___ RECORDS TO PROCESS

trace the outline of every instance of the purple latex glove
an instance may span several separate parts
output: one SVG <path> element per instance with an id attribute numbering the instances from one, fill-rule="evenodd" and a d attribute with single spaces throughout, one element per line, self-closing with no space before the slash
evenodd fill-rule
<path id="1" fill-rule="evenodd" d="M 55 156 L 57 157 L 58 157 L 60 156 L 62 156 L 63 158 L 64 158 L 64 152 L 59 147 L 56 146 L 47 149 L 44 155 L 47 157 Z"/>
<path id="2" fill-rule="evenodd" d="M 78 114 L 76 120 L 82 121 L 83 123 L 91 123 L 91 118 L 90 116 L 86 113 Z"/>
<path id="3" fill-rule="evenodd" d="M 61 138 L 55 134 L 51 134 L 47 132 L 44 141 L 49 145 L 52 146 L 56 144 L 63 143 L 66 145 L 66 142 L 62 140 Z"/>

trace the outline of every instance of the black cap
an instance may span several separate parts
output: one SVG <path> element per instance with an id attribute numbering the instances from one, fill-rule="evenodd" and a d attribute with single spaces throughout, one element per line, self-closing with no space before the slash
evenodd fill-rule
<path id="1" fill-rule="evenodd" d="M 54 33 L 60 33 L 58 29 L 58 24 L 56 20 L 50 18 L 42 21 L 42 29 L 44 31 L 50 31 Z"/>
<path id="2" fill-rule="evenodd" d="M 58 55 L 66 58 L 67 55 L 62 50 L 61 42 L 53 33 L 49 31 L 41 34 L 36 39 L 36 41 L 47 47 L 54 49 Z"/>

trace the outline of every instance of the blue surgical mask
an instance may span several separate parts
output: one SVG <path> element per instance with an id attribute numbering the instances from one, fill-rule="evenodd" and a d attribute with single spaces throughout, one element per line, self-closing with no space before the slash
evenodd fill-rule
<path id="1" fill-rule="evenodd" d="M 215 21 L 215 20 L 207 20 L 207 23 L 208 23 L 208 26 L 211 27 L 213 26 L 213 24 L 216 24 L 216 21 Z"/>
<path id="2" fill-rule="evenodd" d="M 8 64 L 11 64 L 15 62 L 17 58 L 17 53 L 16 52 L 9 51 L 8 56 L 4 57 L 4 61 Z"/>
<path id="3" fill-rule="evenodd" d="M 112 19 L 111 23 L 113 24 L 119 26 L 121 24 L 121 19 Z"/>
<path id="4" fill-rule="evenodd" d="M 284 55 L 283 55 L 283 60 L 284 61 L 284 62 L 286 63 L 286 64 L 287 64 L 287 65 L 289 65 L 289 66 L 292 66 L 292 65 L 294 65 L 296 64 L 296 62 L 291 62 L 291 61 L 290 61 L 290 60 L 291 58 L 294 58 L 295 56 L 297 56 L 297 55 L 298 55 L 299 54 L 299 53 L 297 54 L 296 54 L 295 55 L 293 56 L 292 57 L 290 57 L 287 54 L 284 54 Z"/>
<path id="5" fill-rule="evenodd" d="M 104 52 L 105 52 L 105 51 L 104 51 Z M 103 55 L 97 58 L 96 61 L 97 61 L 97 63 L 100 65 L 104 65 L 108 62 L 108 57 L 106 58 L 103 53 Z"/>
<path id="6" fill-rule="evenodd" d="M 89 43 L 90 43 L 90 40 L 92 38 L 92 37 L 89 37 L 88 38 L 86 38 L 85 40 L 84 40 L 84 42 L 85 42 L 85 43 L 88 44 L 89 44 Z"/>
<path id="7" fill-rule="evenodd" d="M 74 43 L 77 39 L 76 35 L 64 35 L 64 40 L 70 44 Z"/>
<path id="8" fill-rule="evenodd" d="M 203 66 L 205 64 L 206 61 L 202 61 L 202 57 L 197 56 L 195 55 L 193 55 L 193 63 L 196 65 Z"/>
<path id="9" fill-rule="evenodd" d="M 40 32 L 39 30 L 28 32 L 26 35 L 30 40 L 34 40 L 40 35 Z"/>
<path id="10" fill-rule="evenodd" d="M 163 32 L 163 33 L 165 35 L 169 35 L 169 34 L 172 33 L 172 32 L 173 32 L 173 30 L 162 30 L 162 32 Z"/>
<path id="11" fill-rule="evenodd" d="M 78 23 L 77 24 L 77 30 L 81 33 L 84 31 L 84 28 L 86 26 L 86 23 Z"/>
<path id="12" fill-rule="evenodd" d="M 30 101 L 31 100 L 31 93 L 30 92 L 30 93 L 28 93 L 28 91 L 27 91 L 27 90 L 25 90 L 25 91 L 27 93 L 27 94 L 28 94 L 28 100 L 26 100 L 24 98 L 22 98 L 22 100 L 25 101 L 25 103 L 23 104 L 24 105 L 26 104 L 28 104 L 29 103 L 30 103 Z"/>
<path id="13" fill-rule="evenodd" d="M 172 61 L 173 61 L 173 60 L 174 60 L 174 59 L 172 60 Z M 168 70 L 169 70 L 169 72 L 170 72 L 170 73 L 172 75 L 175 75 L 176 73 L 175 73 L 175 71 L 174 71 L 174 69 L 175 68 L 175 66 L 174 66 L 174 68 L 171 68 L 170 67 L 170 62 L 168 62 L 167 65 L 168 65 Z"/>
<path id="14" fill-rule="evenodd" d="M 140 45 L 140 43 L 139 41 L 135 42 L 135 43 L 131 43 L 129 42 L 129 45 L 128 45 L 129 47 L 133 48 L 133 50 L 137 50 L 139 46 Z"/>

______

PROBLEM STATEMENT => Identify each line above that contains the word "every" and copy those lines in order.

FINISHED ANSWER =>
trace the outline of every instance of the purple latex glove
trace the outline of every instance of the black cap
trace the outline of every instance of the blue surgical mask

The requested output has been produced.